### Short problem A:
Show every line of the entries below that contains the string "base".

Week of 081006

Open Actions from last week:

Daily WLCG Operations Call details

To join the call, at 15.00 CE(S)T Monday to Friday inclusive (in CERN 513 R-068) do one of the following:

  1. Dial +41227676000 (Main) and enter access code 0119168, or
  2. To have the system call you, click here

General Information

See the weekly joint operations meeting minutes

Additional Material:

Monday:

Attendance: local(Harry,Ulrich,Jean-Philippe,Simone,Maria,Roberto,Gavin,Jan,Patricia,Markus);remote(Gavin,Michael).

elog review:

Experiments round table:

ATLAS (SC): Weekend of cosmics showed several problems. 1) SRM timeouts at IN2P3. They have installed a cron to restart agents. 2) FTS exports to RAL are being throttled somewhere back to 50-60 MB/sec (instead of 80-90). There is a 40 TB backlog that will be slow to clear and which is occupying space on disk at CERN that will need to be cleared. Have already increased FTS to 20 slots and will now go to 30. Will look again tomorrow and may decide to drop RAL out of the cosmics distribution. 3) NL-T1 had a power cut on Saturday (affected part of Amsterdam). We were informed by ATLAS contact but not officially by the site and it did not fully come back after the power cut. We put in a GGUS ticket asking them to put themselves in scheduled downtime and we have quarantined the site. Other ATLAS issues are: 4) testing of SLC4 FTS continues. 5) PIC still have FTS proxy delegation failures though the same configuration works at other sites. 6) The ATLAS LCG Voms certificate has been updated causing problems at NDGF, PIC and ASGC. 7) Prestaging has been tested at CERN, TRIUMF, RAL and CNAF while at NDGF, PIC, FZK and IN2P3 it needs attention. Tests at BNL begin today (the pandamover will be involved). 8) The problem of FTS slowing down because of uncleared history in the DB reported at FZK 2 weeks ago has now happened at NL-T1. This is a known issue and there is a workaround script that ATLAS will refer to their sites. See: https://twiki.cern.ch/twiki/bin/view/LCG/FtsAdminTools20#FTS_history_package . The tool ought to be included as part of the FTS core release.

LHCb (RS): Not much activity so the dummy MC work has been increased. There was some slowness in the DIRAC server this weekend, cured by restarting.Some pilot jobs aborted at FZK. The Voms role=user has been deployed at CERN and we are checking the LHCb LSF resource shares at CERN.

ALICE (PM): Have been testing FTS under SLC4 and so far so good. We have problems with LCG RBs and failing proxies at a couple of Tier 2 sites. M.Schultz pointed out that this is no surprise as these old RBs are not Voms aware and have been obsoleted for some time. They will never be fixed so these sites must upgrade. H.Renshall will organise a suitable communication.

### Short problem B:
Using the meeting minutes above, state whether each statement agrees with them. Answer yes or no for each, and quote the deciding words. (i) NL-T1 had a power cut on Saturday. (ii) FTS exports to RAL were running at 80-90 MB/sec. (iii) The slowness in the DIRAC server was cured by restarting.

(Entries from a dataset)
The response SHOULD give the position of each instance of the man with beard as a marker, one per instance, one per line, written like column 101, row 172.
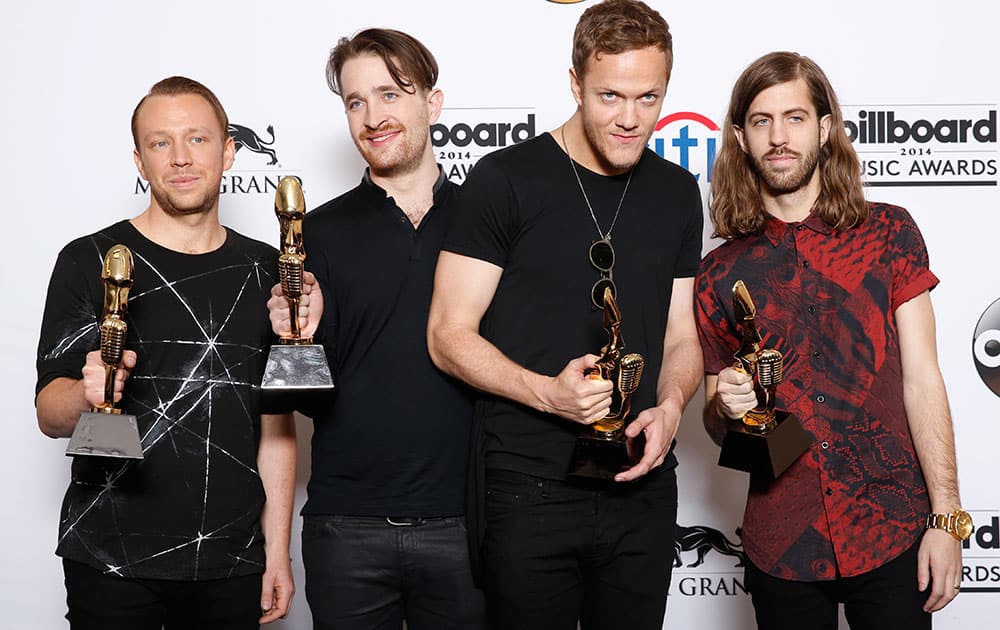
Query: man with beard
column 517, row 307
column 383, row 536
column 841, row 288
column 196, row 533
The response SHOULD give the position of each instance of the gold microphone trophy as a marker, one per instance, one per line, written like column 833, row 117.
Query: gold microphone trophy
column 604, row 451
column 296, row 363
column 104, row 431
column 766, row 441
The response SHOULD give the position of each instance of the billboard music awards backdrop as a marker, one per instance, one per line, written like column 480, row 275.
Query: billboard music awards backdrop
column 919, row 85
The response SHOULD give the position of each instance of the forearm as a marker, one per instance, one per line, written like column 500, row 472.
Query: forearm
column 467, row 356
column 276, row 463
column 930, row 424
column 59, row 405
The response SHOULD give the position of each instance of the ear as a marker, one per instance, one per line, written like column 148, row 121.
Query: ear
column 138, row 163
column 228, row 153
column 825, row 123
column 738, row 132
column 574, row 85
column 435, row 101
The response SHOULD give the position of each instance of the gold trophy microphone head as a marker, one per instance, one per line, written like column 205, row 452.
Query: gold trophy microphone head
column 770, row 365
column 631, row 372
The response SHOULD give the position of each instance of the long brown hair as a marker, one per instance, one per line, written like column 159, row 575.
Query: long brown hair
column 737, row 208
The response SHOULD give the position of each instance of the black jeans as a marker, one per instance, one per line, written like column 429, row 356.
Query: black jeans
column 365, row 573
column 99, row 601
column 559, row 552
column 883, row 599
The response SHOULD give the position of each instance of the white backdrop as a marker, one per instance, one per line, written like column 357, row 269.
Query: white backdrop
column 73, row 72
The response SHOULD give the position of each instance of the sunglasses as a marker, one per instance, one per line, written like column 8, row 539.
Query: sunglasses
column 602, row 257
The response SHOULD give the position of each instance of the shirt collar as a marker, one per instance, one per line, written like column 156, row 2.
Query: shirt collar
column 775, row 228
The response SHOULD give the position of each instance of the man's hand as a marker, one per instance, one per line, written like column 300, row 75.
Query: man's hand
column 310, row 308
column 660, row 425
column 93, row 376
column 735, row 395
column 277, row 589
column 576, row 396
column 939, row 565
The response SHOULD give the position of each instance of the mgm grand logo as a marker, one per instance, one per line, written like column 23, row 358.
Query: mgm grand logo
column 712, row 575
column 244, row 180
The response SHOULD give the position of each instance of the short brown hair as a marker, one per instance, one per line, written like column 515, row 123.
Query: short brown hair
column 176, row 86
column 617, row 26
column 737, row 208
column 408, row 61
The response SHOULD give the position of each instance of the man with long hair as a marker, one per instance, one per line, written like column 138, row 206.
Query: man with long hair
column 194, row 535
column 867, row 516
column 383, row 535
column 516, row 306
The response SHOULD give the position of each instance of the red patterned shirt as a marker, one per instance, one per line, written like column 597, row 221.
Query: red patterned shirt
column 826, row 300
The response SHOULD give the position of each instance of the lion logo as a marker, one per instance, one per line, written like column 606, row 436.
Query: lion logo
column 247, row 137
column 702, row 539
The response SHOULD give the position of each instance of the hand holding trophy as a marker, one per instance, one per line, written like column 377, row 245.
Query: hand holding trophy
column 297, row 363
column 104, row 431
column 767, row 441
column 604, row 451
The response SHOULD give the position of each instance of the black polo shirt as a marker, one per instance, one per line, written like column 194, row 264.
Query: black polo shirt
column 393, row 438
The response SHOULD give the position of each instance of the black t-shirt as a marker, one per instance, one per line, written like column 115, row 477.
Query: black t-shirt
column 522, row 210
column 393, row 440
column 190, row 510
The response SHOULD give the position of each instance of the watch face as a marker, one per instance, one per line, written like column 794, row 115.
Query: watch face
column 963, row 524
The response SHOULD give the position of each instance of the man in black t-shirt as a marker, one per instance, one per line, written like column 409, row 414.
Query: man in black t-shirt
column 513, row 315
column 194, row 535
column 383, row 537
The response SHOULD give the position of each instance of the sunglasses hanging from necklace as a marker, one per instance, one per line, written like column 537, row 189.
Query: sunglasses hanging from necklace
column 602, row 254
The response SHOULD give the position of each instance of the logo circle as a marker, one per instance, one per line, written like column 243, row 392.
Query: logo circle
column 986, row 347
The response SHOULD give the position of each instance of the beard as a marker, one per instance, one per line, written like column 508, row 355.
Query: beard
column 619, row 161
column 175, row 206
column 784, row 182
column 403, row 157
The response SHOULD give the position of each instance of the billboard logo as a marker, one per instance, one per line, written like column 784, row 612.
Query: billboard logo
column 463, row 135
column 981, row 554
column 986, row 347
column 688, row 139
column 925, row 145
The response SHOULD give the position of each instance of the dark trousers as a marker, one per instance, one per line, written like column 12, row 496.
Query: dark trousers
column 365, row 573
column 100, row 601
column 883, row 599
column 558, row 552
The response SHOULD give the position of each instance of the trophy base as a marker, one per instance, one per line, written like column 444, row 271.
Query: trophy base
column 597, row 457
column 297, row 367
column 767, row 454
column 105, row 435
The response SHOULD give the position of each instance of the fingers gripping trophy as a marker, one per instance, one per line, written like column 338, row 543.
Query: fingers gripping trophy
column 296, row 363
column 604, row 451
column 766, row 441
column 104, row 431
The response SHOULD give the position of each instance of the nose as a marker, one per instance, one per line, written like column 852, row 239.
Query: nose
column 180, row 154
column 779, row 134
column 628, row 115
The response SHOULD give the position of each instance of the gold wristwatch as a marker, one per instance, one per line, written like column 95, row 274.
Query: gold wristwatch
column 957, row 523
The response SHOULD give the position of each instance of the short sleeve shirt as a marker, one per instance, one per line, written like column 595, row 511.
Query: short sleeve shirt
column 826, row 300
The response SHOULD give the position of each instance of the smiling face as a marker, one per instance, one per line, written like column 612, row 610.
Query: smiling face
column 183, row 151
column 782, row 135
column 619, row 98
column 390, row 126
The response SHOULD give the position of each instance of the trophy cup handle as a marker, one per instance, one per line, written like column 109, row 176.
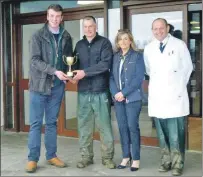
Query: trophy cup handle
column 64, row 59
column 76, row 59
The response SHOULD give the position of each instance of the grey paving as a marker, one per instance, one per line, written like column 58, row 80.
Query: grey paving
column 14, row 158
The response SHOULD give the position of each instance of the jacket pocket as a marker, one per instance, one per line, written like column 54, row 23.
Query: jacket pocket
column 37, row 74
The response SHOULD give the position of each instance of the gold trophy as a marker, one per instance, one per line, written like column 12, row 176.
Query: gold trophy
column 68, row 60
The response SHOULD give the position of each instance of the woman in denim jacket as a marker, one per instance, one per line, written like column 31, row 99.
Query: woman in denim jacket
column 126, row 78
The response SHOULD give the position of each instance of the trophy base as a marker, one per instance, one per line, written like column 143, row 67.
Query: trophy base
column 70, row 74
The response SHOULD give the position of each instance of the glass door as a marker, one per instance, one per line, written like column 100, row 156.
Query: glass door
column 140, row 23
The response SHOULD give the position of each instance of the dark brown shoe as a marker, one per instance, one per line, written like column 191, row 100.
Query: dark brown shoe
column 31, row 167
column 164, row 168
column 57, row 162
column 177, row 172
column 84, row 163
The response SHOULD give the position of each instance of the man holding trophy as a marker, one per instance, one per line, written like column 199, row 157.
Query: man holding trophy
column 46, row 84
column 94, row 54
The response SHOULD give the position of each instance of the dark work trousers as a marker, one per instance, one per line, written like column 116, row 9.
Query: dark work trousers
column 171, row 134
column 95, row 108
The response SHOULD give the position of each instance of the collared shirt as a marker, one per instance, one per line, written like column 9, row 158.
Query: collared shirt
column 53, row 31
column 165, row 41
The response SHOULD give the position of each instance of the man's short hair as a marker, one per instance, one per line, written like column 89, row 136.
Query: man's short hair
column 90, row 18
column 55, row 7
column 162, row 19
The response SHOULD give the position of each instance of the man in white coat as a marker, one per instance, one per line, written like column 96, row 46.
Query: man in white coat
column 169, row 66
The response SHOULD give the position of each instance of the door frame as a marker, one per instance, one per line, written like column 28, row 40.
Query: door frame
column 36, row 18
column 155, row 8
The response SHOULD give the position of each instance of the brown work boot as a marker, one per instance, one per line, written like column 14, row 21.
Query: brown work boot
column 31, row 167
column 165, row 167
column 57, row 162
column 84, row 163
column 109, row 163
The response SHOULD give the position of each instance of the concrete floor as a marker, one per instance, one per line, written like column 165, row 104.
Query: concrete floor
column 14, row 158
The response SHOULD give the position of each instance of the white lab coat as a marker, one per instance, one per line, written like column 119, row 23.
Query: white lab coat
column 169, row 74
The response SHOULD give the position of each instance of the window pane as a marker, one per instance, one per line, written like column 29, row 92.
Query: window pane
column 37, row 6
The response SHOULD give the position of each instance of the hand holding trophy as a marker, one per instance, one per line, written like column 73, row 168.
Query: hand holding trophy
column 69, row 60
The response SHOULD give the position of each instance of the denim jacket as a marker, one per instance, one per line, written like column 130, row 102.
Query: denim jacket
column 134, row 69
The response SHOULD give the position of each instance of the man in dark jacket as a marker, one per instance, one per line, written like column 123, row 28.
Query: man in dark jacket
column 94, row 54
column 46, row 85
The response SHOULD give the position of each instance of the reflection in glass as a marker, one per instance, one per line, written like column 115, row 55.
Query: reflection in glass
column 142, row 31
column 9, row 107
column 37, row 6
column 8, row 44
column 195, row 47
column 71, row 110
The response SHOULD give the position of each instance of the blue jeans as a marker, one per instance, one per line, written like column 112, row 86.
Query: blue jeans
column 50, row 105
column 127, row 115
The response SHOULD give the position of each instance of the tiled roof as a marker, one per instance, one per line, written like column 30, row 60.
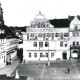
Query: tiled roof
column 4, row 77
column 60, row 23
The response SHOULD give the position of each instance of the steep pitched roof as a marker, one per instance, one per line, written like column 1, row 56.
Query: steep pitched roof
column 60, row 23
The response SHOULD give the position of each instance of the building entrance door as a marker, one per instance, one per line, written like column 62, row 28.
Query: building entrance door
column 64, row 55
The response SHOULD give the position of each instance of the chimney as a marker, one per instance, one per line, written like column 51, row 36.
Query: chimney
column 17, row 74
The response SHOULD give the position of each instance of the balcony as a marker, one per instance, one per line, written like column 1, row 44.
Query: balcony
column 74, row 46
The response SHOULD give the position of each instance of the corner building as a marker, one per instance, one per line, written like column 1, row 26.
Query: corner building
column 52, row 39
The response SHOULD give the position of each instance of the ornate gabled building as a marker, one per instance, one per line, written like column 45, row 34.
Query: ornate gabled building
column 8, row 43
column 52, row 39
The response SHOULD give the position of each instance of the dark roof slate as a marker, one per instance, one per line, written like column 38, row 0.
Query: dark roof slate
column 60, row 23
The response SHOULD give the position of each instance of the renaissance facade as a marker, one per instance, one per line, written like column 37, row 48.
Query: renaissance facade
column 52, row 39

### Full output A:
The response SHOULD give the position of each instance of the trophy base as a marker, one per instance, one per line, written like column 444, row 271.
Query: trophy base
The response SHOULD give the position of each instance of the trophy base as a marker, one per instance, one per line, written like column 143, row 67.
Query: trophy base

### Full output B:
(i) Yes: "NL-T1 had a power cut on Saturday (affected part of Amsterdam)."
(ii) No: "FTS exports to RAL are being throttled somewhere back to 50-60 MB/sec (instead of 80-90)."
(iii) Yes: "There was some slowness in the DIRAC server this weekend, cured by restarting."